ЧТО СДЕЛАТЬ:
Выпишите, пожалуйста, со страницы дословно отрывок, начиная со слов «Иду домой, глазею» и заканчивая словами «под змеиную кожу.».

Иду домой, глазею по сторонам. Ровняюсь с двумя старушками. Одна из них — сухонькая ленинградская бабушка, гранд-дама ушедших времён: на ней драповое, отороченное мехом, пальто, седая проволока волос взбита под шляпкой-таблеткой, спина ровная как у институтки из Смольного, а в руке ридикюль под змеиную кожу.

На лице — немного мучнистом от пудры, выражение спокойного достоинства. Такая не будет ругаться в продуктовом и не упадёт до того, чтобы назвать незнакомца «внучек» только оттого, что во младенчестве она слышала как на балконе соседнего особняка Ленин картаво кричал: «мил без аннексий и контлибуций, долой булжуев»!

Нет, такие женщины не делает скидок. Ни своему возрасту, ни чужой глупости, ни сменяющимся эпохам. И вот она говорит: «Конечно, если есть тягостное сомнение, то не стоит…»

(Записи из набора данных)
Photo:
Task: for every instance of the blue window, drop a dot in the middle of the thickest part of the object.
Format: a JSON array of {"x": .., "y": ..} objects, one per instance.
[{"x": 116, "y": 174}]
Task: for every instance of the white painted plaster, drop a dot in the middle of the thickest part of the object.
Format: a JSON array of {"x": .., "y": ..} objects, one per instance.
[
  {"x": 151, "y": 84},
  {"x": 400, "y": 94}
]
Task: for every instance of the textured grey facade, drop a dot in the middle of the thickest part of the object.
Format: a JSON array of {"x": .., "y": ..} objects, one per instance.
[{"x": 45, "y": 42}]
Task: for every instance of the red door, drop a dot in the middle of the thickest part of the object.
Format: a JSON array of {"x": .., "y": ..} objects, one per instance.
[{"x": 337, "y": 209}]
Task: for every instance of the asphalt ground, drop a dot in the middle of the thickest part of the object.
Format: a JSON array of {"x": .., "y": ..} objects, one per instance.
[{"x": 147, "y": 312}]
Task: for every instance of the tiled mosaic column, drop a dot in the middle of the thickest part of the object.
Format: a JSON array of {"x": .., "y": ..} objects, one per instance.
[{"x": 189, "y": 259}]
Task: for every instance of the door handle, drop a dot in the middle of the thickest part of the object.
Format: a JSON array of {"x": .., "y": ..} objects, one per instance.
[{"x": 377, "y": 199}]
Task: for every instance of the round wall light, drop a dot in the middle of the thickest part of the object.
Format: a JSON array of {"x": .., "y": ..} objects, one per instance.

РЕШЕНИЕ ЗАДАНИЯ:
Иду домой, глазею по сторонам. Ровняюсь с двумя старушками. Одна из них — сухонькая ленинградская бабушка, гранд-дама ушедших времён: на ней драповое, отороченное мехом, пальто, седая проволока волос взбита под шляпкой-таблеткой, спина ровная как у институтки из Смольного, а в руке ридикюль под змеиную кожу.